■ TEXTAUSZUG
----

In diesem Büchlein geht es um ein beklagenswert dürres Land: um die lange Zeit verschmähte Streusandbüchse Brandenburg. Heute wissen wir es besser. Dieses einstige preußische Kerngebiet hat Landschaft im Überfluss. Das erkennen lange vor den Einheimischen immer wieder die reisequirligen Berliner. Der Autor und Journalist Paul Stänner ist einer von ihnen, allerdings ein Zugezogener aus dem Münsterland. Er kehrt dem Großstadtmoloch nur allzu gern den Rücken und durchquert mit spitzer Feder und geschultem Auge das sich weit ausstreckende Seen-, Kiefern- und Feldermeer sowie die Schlösser und Burgen der Friedrichs und Wilhelms und ihrer Fußvölker. Dabei entdeckte er an 111 Orten immergrüne Kulturgewächse, die er für uns mit respektloser Herzensfrische beschreibt: So wie es sich für eine „Berliner Schnauze“ gehört.
111 Orte, die uns Geschichte erzählen: Auf ins brandenburgische Outback!
Selbst wenn man zahlreiche dieser 111 Orte schon selbst besucht hat, gibt es in seinen pointierten Kurzbeschreibungen immer noch Bonmots, die nicht jedem bekannt sein dürften. Oder wussten Sie, dass sich der in Caputh denkende Einstein nur auf das Telefon seines Nachbarn verließ? Kam ein Anruf für den Genius, blies der Nachbar mit seiner Trompete ein Signal rüber.
Der Autor führt uns weit zurück in die Vergangenheit: zum Beispiel auf die Burg Friesack, wo anno 1414 die Grete grob hinlangte. Sie sorgte dafür, dass die Mauern dieser Burg in sich zusammenfielen, wenn auch langsam. „Die faule Grete“ war eine Großkanone, die nach jedem Schuss einer 170 Kilogramm schweren Kugel gegen die Burgmauern erst stundenlang abkühlen musste, bevor nachgeladen werden durfte. Doch irgendwann war Schluss mit diesem Räubernest, auf dem sich die bösen Buben der Quitzow-Sippe verschanzt hatten. Friedrich von Nürnberg ließ Grete für sich arbeiten.
Schießplätze, Kriegsdenkmäler, Kasernen und Bunker gibt es reichlich im Brandenburgischen. Kein Wunder bei den militärliebenden Preußen. Ja und selbst im Sanatorium – den Beelitzer-Heilstätten – saß einer der größten Kriegstreiber: Adolf Hitler. Als die Lungenheilanstalt im Ersten Weltkrieg als Lazarett für Kriegsverletzte umgenutzt wurde, war der Gefreite Hitler vier Monate Patient. Auch Honecker fand dort Asyl: Anfang der 90er Jahre auf der Flucht nach Moskau und später nach Chile. Das russische Militär gab ihm Rückendeckung.

----

Aus einer Sammlung entnommene Daten
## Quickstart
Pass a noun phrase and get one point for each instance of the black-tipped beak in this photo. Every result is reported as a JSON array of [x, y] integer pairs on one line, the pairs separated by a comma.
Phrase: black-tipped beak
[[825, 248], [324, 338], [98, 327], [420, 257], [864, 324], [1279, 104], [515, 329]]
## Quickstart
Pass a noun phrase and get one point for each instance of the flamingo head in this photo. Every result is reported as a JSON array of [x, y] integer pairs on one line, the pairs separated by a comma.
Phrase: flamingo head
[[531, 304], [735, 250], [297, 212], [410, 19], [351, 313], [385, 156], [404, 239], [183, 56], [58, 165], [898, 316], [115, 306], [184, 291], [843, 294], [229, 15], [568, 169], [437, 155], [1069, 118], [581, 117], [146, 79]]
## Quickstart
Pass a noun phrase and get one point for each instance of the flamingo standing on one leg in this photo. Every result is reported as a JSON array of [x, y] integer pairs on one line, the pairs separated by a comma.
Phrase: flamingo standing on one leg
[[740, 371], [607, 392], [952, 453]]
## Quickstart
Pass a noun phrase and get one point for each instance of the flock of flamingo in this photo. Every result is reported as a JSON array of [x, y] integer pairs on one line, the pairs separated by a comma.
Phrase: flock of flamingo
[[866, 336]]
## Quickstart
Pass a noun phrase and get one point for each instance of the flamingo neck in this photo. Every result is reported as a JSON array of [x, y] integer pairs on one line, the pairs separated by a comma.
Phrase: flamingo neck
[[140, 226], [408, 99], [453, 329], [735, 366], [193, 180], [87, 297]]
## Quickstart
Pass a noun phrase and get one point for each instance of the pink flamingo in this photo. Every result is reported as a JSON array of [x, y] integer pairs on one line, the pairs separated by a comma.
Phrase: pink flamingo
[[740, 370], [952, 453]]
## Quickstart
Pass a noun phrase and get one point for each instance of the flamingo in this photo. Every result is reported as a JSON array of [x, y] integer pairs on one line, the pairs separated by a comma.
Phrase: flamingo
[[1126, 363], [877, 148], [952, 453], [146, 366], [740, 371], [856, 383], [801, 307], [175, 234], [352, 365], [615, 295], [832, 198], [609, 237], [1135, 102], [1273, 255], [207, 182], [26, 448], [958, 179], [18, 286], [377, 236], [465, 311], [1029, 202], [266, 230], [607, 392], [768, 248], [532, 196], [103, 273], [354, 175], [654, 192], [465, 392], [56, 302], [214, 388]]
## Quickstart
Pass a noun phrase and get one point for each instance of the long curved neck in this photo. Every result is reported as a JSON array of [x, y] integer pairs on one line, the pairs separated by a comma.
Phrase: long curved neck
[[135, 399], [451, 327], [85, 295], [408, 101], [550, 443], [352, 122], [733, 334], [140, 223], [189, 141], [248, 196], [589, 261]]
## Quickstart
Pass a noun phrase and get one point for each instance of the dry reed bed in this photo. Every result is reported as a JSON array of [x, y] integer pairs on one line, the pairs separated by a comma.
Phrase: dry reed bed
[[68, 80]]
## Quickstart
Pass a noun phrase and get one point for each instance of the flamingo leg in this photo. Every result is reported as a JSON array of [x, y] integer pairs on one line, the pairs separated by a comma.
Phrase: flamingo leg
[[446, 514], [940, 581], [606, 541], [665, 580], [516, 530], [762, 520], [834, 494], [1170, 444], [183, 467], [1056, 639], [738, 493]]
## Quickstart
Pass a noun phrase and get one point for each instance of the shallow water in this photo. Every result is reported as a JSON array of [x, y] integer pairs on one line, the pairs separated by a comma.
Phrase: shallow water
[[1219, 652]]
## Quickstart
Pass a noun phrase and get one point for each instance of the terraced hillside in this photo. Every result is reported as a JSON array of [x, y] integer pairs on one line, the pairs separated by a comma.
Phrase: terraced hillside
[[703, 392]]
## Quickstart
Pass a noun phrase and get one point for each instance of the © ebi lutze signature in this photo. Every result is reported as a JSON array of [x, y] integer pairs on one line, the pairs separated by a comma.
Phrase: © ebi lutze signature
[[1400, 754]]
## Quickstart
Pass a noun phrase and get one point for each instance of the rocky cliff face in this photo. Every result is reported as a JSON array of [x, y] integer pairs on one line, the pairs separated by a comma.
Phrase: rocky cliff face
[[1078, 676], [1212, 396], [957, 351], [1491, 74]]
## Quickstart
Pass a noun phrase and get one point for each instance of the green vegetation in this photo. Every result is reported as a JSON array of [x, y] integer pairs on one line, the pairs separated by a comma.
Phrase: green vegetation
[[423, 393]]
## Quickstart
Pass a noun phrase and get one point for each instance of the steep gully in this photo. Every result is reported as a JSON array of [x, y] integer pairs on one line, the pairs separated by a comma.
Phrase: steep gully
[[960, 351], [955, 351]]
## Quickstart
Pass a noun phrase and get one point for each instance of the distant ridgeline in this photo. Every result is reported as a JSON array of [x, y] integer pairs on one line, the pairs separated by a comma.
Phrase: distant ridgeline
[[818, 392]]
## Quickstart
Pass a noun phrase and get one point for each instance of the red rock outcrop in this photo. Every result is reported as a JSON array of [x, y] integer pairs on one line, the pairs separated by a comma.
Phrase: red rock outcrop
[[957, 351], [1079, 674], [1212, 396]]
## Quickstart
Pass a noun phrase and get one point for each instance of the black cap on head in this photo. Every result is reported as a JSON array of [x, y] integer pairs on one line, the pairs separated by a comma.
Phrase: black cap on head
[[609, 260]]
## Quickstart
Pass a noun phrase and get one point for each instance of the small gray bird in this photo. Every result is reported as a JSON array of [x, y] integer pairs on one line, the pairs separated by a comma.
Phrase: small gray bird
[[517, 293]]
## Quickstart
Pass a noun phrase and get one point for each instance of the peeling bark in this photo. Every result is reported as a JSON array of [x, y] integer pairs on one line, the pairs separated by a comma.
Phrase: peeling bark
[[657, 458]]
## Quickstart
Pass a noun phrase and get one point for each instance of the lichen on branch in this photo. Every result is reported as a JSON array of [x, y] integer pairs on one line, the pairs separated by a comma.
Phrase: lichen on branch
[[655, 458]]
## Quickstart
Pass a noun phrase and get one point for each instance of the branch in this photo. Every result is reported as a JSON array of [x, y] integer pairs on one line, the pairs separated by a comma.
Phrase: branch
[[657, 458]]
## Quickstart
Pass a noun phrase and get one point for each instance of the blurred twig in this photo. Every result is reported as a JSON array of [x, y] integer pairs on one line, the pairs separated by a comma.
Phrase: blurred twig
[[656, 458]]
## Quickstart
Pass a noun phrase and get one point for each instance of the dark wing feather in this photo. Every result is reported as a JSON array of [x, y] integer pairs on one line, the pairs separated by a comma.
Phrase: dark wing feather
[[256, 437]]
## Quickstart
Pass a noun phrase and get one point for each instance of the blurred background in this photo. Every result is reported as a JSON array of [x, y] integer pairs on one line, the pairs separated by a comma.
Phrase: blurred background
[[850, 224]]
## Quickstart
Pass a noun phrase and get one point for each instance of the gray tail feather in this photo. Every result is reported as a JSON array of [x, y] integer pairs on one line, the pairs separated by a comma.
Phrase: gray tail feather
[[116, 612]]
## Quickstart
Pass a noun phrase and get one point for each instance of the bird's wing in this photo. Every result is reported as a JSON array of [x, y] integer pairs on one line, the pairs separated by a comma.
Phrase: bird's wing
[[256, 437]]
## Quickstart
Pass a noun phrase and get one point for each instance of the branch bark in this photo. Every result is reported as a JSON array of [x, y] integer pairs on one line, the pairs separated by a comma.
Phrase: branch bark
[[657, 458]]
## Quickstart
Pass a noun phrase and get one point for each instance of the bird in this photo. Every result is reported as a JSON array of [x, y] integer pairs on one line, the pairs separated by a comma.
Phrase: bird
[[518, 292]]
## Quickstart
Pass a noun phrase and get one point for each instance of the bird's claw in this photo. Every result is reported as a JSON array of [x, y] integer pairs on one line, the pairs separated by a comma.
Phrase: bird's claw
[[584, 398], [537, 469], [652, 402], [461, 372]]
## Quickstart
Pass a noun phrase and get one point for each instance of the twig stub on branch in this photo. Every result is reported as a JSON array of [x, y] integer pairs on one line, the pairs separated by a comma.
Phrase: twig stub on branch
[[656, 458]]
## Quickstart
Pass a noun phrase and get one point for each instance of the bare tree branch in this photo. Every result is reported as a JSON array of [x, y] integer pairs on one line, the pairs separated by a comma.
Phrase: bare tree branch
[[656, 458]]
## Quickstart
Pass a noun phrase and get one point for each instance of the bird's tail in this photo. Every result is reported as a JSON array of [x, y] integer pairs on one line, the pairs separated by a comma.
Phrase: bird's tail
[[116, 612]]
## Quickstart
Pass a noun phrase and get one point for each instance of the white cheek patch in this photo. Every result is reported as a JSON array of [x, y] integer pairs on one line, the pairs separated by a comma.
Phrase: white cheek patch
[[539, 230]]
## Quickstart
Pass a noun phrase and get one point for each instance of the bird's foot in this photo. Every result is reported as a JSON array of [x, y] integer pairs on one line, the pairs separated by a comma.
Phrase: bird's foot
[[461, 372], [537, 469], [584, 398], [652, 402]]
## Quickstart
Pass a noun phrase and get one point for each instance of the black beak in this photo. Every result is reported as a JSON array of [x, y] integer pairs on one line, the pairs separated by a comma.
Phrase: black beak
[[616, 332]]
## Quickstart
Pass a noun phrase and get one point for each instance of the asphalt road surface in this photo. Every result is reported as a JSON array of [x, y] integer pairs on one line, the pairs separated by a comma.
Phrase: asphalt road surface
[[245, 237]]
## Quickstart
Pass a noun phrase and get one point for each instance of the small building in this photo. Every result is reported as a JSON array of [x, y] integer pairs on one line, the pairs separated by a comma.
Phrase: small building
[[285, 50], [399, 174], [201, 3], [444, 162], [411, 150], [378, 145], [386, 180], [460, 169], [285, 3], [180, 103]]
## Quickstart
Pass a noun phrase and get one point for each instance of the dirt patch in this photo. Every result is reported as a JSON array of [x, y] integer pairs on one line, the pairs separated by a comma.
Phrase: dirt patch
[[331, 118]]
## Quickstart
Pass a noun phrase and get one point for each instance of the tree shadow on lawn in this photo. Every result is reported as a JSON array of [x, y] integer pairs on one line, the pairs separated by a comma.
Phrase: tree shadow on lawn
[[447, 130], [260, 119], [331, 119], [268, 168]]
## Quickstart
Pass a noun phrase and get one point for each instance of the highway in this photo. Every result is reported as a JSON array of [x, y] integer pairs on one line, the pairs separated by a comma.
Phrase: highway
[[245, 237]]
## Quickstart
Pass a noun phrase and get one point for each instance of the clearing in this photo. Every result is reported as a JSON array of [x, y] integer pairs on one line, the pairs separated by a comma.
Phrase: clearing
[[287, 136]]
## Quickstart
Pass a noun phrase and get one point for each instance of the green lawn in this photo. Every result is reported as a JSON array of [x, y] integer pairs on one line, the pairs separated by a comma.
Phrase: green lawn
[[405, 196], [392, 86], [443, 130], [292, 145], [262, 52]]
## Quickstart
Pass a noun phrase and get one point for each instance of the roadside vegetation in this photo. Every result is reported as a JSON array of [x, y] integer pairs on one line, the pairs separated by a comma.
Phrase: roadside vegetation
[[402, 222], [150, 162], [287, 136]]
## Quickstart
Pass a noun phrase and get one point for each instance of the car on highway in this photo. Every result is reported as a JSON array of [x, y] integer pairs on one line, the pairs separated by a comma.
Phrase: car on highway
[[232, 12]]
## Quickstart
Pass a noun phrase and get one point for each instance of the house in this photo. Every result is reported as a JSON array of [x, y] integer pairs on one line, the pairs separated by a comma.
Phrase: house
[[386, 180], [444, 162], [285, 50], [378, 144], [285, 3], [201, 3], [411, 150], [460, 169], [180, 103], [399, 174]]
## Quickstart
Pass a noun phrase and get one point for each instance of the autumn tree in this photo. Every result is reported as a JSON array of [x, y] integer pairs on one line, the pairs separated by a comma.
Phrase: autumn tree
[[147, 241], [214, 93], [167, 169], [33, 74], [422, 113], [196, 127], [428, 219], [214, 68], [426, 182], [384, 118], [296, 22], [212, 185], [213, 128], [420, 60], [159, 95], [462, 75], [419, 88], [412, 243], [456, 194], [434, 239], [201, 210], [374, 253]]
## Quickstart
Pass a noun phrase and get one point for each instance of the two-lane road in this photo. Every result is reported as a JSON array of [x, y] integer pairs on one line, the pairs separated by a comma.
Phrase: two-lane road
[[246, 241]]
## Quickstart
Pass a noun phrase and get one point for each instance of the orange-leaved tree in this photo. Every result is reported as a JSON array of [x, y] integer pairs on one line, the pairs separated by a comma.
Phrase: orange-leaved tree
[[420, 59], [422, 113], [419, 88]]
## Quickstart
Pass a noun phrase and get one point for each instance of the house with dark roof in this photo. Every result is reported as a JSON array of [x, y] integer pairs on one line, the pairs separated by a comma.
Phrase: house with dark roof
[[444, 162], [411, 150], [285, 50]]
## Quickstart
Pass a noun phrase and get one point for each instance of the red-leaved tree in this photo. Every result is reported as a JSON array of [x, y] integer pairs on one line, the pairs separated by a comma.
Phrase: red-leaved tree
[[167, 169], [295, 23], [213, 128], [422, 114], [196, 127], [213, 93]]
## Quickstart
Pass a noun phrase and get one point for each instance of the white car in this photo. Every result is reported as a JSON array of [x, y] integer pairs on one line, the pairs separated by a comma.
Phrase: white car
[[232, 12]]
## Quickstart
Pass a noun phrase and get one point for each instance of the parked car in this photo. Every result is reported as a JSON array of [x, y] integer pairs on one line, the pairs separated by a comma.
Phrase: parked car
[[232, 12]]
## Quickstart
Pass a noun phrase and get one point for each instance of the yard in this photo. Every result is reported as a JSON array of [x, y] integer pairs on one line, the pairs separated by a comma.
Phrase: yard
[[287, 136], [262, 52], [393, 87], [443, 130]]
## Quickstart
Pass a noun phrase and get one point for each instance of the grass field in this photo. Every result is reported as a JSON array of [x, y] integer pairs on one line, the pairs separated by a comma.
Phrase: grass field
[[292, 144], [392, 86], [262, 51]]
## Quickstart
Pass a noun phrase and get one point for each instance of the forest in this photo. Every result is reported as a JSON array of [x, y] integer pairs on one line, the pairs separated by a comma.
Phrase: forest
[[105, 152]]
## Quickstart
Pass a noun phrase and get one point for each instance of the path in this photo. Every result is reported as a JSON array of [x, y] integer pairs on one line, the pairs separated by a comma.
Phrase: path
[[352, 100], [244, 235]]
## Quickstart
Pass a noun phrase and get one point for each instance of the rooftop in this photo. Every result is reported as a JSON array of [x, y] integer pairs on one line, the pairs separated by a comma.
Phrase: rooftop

----

■ AUFGABE
Schreibe den Textauszug über Paul Stänners Buch zu 111 Orten in Brandenburg im Anschluss an seinen letzten Satz weiter.

■ ANTWORT
Inzwischen kann man über den von der Natur teils überwucherten Häuserkomplex wandeln und auf die Ruinen niederschauen: auf dem Beelitzer Baumkronenpfad. Den allerdings findet man noch nicht in dieser 2017 gedruckten Neuauflage des Originals von 2015. Eine Überarbeitung wäre also wünschenswert.
Aber auch so ist das Buch reich gespickt mit Anregungen, die man sich zu einem Ausflugsplan zusammenstricken kann. Auf meiner Liste steht ganz weit oben das Olympische Dorf in Elstal: „Im Schatten der Ringe“. Für das Areal in lauschiger Landschaft der Döberitzer Heide hatte man 1936 eigens einen See angelegt, für den die Wasservögel aus dem Berliner Zoo beschafft wurden. Hindenburg, nicht gerade eine Sportskanone, hatte schon vorher geplant, dieses für 3600 Athleten ausgelegte Dorf später als Infanterieschule weiter zu nutzen. Heute gibt es Führungen über das Gelände mit seinen geschichtsträchtigen Mauern. Aber nur nach Anmeldung (Tel. 033094-700565)!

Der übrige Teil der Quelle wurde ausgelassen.